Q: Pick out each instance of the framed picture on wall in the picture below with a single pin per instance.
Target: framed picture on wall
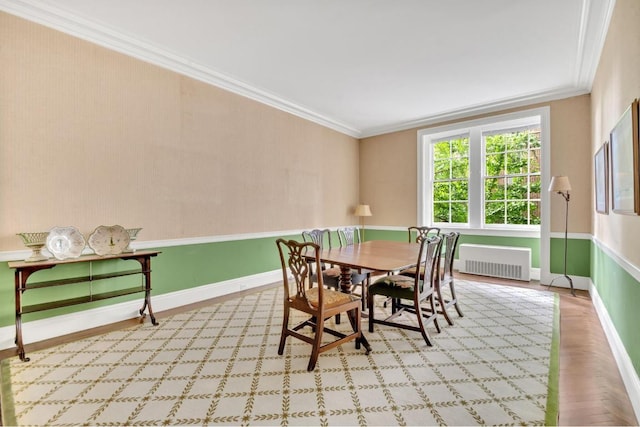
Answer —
(623, 149)
(601, 170)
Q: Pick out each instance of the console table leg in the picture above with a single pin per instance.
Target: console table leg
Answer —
(19, 343)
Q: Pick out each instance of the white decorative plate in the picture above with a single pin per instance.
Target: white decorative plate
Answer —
(65, 242)
(109, 240)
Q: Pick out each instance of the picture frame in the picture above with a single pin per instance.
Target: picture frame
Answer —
(601, 172)
(623, 152)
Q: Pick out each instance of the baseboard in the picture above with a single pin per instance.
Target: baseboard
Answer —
(625, 366)
(43, 329)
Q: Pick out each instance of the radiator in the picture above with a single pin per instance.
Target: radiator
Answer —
(496, 261)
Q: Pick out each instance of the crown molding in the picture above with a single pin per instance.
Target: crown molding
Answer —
(593, 27)
(476, 110)
(67, 23)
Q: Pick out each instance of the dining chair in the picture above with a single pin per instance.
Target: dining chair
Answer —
(348, 236)
(318, 302)
(408, 294)
(450, 243)
(416, 234)
(447, 278)
(330, 274)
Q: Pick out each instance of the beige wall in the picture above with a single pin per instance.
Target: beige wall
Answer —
(388, 168)
(616, 85)
(89, 136)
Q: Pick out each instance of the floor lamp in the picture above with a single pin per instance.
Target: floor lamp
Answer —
(362, 211)
(561, 185)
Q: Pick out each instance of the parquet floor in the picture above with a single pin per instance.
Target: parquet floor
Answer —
(591, 389)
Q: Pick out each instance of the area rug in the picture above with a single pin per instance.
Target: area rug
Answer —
(218, 365)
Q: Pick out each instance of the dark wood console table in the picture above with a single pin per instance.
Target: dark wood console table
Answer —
(25, 269)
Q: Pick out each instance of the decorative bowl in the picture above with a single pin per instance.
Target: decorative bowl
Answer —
(35, 241)
(133, 232)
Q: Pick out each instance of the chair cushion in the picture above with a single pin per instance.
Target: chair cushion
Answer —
(331, 298)
(331, 272)
(396, 286)
(411, 272)
(397, 280)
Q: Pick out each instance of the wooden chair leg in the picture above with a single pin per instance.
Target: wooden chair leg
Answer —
(455, 299)
(284, 333)
(423, 329)
(371, 311)
(317, 342)
(443, 306)
(435, 313)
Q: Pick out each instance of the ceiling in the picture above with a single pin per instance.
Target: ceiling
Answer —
(362, 67)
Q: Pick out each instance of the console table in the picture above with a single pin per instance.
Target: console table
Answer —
(24, 269)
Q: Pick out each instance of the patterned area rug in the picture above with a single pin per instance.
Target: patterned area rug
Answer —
(219, 365)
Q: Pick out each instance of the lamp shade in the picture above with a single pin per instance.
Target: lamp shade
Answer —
(363, 210)
(560, 184)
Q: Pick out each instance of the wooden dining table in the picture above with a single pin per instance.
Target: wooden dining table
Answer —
(376, 255)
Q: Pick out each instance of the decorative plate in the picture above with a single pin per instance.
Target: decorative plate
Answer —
(109, 240)
(65, 242)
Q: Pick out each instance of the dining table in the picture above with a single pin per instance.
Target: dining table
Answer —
(384, 256)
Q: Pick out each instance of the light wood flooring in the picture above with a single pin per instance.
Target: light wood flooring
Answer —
(591, 389)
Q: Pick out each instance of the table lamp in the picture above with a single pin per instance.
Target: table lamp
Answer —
(362, 211)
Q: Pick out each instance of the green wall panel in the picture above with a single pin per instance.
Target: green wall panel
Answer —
(176, 268)
(527, 242)
(578, 256)
(620, 293)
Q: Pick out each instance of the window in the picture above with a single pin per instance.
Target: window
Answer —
(482, 174)
(512, 176)
(450, 184)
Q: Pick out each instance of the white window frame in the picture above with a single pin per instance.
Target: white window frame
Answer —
(475, 129)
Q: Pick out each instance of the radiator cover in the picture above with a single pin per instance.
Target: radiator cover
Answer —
(507, 262)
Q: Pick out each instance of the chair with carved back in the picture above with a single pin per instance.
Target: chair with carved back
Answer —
(349, 236)
(411, 294)
(417, 233)
(445, 279)
(318, 302)
(330, 274)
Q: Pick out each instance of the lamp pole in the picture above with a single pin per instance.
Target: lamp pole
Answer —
(566, 228)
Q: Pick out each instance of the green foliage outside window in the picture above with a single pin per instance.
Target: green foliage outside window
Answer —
(451, 180)
(511, 179)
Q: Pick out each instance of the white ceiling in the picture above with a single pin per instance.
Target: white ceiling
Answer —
(363, 67)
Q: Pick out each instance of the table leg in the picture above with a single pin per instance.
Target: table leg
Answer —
(345, 286)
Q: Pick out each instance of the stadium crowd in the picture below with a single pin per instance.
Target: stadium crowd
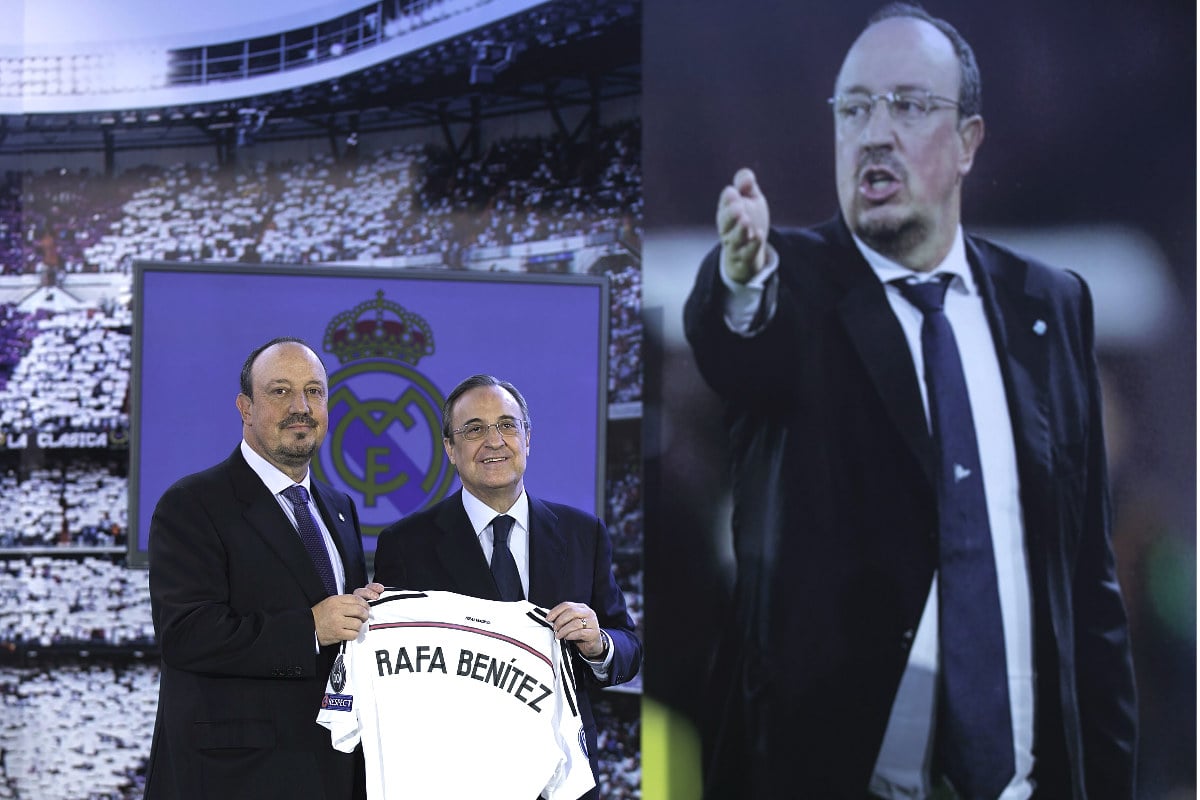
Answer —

====

- **WRITTEN EXERCISE**
Rewrite all of the records, substituting "single marker" for "single pin" at every occurrence and leaving every other part unchanged. Omit the pictures from your answer.

- **EXERCISE RESULT**
Q: Pick out each instance of the framed picture on wall in the picture below with a single marker per instance.
Target: framed picture on wall
Answer —
(623, 149)
(601, 170)
Q: Pick out each instance of the console table leg in the picture above with a single marker per instance.
Target: console table leg
Answer —
(19, 343)
Q: Pick out each instance of the white decorative plate in the picture above with a single marker per instance.
Target: white decorative plate
Answer —
(65, 242)
(109, 240)
Q: Pick out each instance of the picture frame in the picture above with a single marker per instance.
Target: picture frame
Answer —
(601, 172)
(623, 152)
Q: Pick out each instance of the baseboard in the picture above with a single marker per instance.
Target: baseboard
Answer —
(625, 366)
(43, 329)
Q: Pick out each instance of the radiator in the picture above with a single marker per instance.
Target: radiator
Answer —
(496, 261)
Q: Pick out each instance of the crown molding in the picture above with a single marker per instance.
Target: crown molding
Answer —
(593, 27)
(476, 110)
(67, 23)
Q: Pick out each instance of the dining chair in the picture above with a single marker per instance.
Target: dining chair
Answer —
(348, 236)
(318, 302)
(408, 294)
(450, 243)
(416, 234)
(447, 278)
(330, 274)
Q: Pick out each instance of the beige wall in the picture above with a single marker per instance.
Target: beige wall
Answer —
(388, 168)
(616, 85)
(89, 136)
Q: Pick out each instance of the floor lamp in the picture above with a single marker per instance.
Target: floor lamp
Answer —
(362, 211)
(561, 185)
Q: Pick out each instance of the parquet floor in the picture above with a single marker per instance.
Target: parquet floor
Answer —
(591, 389)
Q: Pick out each instance of the area rug in the picture above with a single marker per instance.
Target: area rug
Answer —
(218, 365)
Q: Pick out each instance of the dark wood console table in the picture above with a single marker per instance.
Target: dark wood console table
Answer —
(25, 269)
Q: Pick out each instance of the decorative bowl in the picture above with a single marker per instance.
Target: decorative bowl
Answer —
(35, 241)
(133, 232)
Q: Pick out each instance of the chair cushion in the picture above with a single marker per instance.
Target: chair cushion
Answer —
(331, 298)
(331, 272)
(396, 286)
(411, 272)
(397, 280)
Q: Pick out each instance of the wooden chair leg in the picture above with a single marker per instance.
Target: wooden chair leg
Answer —
(455, 299)
(284, 333)
(423, 329)
(371, 311)
(317, 342)
(443, 306)
(435, 313)
Q: Pick out each instance of the ceiling in the picture above with a single marker per instance.
Target: ceiling
Answer —
(362, 67)
Q: Pick out each instance of the console table in the picture above with a single marker per instance.
Target: console table
Answer —
(24, 269)
Q: Pick out each instance of the patterned area rug in the picture above with a single marker per instance.
Target: patterned area rug
Answer —
(219, 365)
Q: Pick out each instance of the lamp shade in the picture above with a single marker per instance.
Target: lamp shade
Answer —
(363, 210)
(560, 184)
Q: Pick out each instance of the wooden dining table in the picture above with a single marker per instance.
Target: wooden dining table
Answer —
(376, 255)
Q: Pick out each instance of the decorative plate in the picture above with a single marker per instance.
Target: decorative plate
Answer —
(109, 240)
(65, 242)
Q: Pick out each instance of the dining table in the picture above with a single marker per instance.
Target: dining table
Answer —
(384, 256)
Q: Pick out each instance of the light wood flooring in the picture above with a single marker per instance.
Target: light wood flooring
Answer —
(591, 389)
Q: Pick out each instance of the table lamp in the picture above with a single marker per instance.
Target: table lamp
Answer —
(362, 211)
Q: Pick out each instance of the green wall panel in the picture above with a single marker per instance.
Target: green wall panel
Answer —
(176, 268)
(527, 242)
(578, 256)
(620, 293)
Q: Pick out each instance of the window in the picture above with a single marker per instance.
Target: window
Answer —
(482, 174)
(512, 176)
(450, 184)
Q: Pick out each instance of the white window frame in the picture above with a single marker per instance.
Target: white window frame
Answer —
(475, 129)
Q: Pick out each instance of the radiator cover in the picture above with a single marker per instance.
Target: radiator cover
Answer —
(507, 262)
Q: Pick out each instance of the chair with carved back in the picture above with a single marker per instance.
Target: chair with carved back
Answer —
(349, 236)
(411, 294)
(417, 233)
(445, 279)
(318, 302)
(330, 274)
Q: Pick out each instance of the lamp pole in the picture above with a single marker per instance.
Target: lamp pole
Answer —
(566, 228)
Q: Pick out each instance of the green foliage outside window in the picture above with a single marker per instance.
Target: green foliage outside window
Answer —
(451, 180)
(511, 179)
Q: Pick out each instance of the white ceiling in the picture above with a single marker per instance.
Target: white ceiling
Answer —
(363, 67)
Q: Pick out each instance of the table leg in the picture above with a single marker per instance.
Target: table leg
Answer —
(345, 286)
Q: Pick out each instance of the stadium crowd in the picture below with a single marker per instance.
Target: stadium crowd
Answer —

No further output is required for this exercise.